— BEGIN EXTRACTED ENTRIES —
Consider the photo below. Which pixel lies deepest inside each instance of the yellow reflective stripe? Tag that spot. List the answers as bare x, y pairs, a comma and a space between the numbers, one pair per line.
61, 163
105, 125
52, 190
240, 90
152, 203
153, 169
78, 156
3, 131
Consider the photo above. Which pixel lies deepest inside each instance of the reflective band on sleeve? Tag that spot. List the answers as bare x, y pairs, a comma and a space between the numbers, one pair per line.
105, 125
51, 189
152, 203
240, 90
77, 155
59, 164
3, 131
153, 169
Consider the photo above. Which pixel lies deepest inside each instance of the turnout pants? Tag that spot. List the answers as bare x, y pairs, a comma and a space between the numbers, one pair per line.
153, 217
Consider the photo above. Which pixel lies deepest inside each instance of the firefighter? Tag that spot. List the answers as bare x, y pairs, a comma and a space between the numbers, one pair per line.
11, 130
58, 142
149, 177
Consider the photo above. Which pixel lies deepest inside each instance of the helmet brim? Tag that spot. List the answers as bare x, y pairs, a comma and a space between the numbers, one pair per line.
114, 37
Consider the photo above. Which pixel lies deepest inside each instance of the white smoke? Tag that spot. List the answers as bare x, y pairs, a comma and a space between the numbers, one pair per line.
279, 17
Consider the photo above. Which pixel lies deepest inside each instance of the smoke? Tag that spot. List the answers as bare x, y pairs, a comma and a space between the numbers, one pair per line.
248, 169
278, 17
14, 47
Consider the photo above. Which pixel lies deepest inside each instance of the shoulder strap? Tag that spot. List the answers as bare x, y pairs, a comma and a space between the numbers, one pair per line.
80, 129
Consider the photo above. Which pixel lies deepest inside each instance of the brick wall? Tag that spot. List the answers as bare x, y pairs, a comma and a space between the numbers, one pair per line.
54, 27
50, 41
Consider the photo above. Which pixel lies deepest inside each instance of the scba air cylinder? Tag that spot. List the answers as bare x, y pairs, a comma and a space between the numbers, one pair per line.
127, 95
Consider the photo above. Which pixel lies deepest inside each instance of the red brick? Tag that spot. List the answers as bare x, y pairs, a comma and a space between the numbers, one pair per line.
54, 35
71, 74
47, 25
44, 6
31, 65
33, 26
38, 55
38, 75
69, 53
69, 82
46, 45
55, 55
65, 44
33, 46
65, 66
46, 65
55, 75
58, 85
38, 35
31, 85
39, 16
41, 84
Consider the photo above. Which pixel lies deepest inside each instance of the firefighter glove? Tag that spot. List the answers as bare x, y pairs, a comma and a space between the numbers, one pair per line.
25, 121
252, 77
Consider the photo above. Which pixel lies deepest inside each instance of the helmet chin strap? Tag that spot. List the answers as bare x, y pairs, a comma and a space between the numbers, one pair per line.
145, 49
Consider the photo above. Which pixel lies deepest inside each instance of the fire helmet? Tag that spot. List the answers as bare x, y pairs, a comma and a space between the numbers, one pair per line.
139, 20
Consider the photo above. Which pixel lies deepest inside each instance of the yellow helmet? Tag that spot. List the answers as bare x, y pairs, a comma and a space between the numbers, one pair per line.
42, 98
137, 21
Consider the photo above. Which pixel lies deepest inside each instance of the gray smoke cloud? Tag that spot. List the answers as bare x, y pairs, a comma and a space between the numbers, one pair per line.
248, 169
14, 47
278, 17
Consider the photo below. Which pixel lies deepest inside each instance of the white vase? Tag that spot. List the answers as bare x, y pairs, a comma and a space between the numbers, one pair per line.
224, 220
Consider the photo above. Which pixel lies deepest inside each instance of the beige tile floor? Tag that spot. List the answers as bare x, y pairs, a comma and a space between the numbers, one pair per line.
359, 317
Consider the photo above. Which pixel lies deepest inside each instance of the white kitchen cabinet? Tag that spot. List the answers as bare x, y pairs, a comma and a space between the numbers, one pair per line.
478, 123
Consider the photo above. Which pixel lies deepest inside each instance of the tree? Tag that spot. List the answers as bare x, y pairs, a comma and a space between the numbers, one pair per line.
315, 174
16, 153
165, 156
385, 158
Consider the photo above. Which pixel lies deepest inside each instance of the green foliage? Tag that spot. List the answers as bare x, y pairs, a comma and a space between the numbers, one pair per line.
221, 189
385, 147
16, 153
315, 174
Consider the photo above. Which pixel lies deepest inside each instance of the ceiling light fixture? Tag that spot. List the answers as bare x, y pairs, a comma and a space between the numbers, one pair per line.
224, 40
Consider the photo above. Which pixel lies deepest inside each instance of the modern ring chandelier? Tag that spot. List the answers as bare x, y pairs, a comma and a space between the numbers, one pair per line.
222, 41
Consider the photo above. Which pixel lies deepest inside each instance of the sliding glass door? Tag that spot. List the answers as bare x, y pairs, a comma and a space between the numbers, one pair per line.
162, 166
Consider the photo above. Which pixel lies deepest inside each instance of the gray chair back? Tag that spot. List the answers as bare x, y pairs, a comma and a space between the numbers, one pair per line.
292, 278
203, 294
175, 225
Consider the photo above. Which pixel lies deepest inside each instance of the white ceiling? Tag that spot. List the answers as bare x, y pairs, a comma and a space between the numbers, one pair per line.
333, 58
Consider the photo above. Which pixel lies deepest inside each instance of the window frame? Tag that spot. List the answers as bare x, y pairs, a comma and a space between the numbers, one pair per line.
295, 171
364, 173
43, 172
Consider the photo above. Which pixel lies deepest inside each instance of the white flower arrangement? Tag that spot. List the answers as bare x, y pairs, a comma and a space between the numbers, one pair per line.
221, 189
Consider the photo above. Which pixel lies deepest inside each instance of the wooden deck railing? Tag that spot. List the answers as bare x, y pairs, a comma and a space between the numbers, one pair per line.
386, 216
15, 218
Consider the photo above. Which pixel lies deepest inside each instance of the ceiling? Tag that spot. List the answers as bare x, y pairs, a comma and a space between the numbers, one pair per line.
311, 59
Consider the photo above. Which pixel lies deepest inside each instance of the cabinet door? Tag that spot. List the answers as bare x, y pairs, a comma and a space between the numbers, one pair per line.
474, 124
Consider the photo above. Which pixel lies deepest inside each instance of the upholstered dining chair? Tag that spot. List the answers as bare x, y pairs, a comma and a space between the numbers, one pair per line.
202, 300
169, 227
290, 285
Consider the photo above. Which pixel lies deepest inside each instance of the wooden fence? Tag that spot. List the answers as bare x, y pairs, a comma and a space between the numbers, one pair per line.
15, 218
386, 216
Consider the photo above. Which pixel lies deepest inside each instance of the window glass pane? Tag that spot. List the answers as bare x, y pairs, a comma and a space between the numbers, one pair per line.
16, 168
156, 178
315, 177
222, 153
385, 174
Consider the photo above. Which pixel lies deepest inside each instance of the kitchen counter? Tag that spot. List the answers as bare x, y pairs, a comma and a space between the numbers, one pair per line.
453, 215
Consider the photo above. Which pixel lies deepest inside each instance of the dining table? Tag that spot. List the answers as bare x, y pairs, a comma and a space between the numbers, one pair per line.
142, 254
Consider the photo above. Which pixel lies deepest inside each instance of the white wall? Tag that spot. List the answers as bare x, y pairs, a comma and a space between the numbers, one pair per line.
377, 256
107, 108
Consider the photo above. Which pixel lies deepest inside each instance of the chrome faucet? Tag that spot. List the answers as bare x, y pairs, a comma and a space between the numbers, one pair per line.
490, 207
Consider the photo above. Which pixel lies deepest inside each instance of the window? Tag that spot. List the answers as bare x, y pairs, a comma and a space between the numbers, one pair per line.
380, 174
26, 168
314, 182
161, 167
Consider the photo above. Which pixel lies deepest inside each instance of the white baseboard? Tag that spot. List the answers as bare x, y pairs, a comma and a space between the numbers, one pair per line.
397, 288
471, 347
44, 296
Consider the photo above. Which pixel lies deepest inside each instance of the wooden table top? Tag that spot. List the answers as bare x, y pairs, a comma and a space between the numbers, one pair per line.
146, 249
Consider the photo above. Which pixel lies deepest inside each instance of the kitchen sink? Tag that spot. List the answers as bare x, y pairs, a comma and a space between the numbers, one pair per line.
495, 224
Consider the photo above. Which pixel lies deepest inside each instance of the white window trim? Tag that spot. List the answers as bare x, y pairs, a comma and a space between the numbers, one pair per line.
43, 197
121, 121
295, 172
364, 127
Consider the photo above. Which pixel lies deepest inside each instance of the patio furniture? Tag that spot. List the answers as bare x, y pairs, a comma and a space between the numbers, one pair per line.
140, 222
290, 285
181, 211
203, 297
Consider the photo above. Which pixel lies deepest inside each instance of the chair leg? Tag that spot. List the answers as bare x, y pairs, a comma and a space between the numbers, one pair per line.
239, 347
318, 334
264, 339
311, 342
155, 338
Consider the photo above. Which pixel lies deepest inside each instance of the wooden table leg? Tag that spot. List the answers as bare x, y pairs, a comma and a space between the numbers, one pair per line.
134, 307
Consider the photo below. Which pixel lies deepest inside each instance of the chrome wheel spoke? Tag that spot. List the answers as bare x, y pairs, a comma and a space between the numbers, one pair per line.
— END EXTRACTED ENTRIES —
# REQUIRED TASK
Only the lines from the one containing "the chrome faucet?" to the end of the listing belong in the output, each reproduced exactly.

# EXERCISE SOLUTION
Consider the photo above. Which pixel lies deepest inside each instance of the chrome faucet? Tag that spot. List the answers as bare x, y pairs, a comma and a space between the numbers, one pair per line.
490, 207
Consider the photo above. Which pixel lies deepest inside each instance of the window? Tag that spot. List the answers as bare x, y pairs, a comma and a space between the numbers, one pair per line.
380, 174
26, 168
314, 182
161, 167
Consider the photo above. Which pixel lies deepest inside each instance of the white baseboard? Tag that spot. List the answers as bare x, y pairs, a comma and a space between the numbers, one pair per line.
397, 288
471, 347
44, 296
Consider the photo above. Which pixel lies deepest inside each instance of the wooden table top? Tag that spot. List the answers as bare x, y pairs, a comma and a space between the numbers, one pair per line.
146, 249
Consider the photo above. Which pixel lies deepest inside each instance of the kitchen sink? Tag that spot. List the answers as bare x, y pairs, a comma and a space between the numbers, one pair per line.
495, 224
Consider the photo above. Which pixel lies deepest inside each instance of the white window trim? Tag that spot. List the answers as bare x, y pairs, a comma and a space between the numbers, one pair per line.
43, 197
121, 121
295, 172
364, 127
Consider the photo above. Which pixel lies deepest inside each instance of the patio furniture? Tag that spot. List the answers as bare x, y pairs, a comma and a space between the numbers, one pair per line.
140, 222
290, 285
181, 211
203, 297
Consider the photo above. Which pixel lies deepest inside each instance of the chair leg? Tag that spot. List the answers as bare x, y pairs, a comma and a space between the numbers, one pair per line.
239, 347
318, 334
264, 339
311, 342
155, 338
Consider the photo above. Which pixel lies deepest inside each instance of the wooden table leg? Tag that spot. List the answers as bare x, y pairs, a comma and a space between the numbers, one pair per line.
134, 307
Consider the photo below. Which pixel lies deepest inside each instance of the chrome wheel spoke? Tag that spot. List the answers as bare x, y pairs, a comma and a space between the numbers, one pair per line.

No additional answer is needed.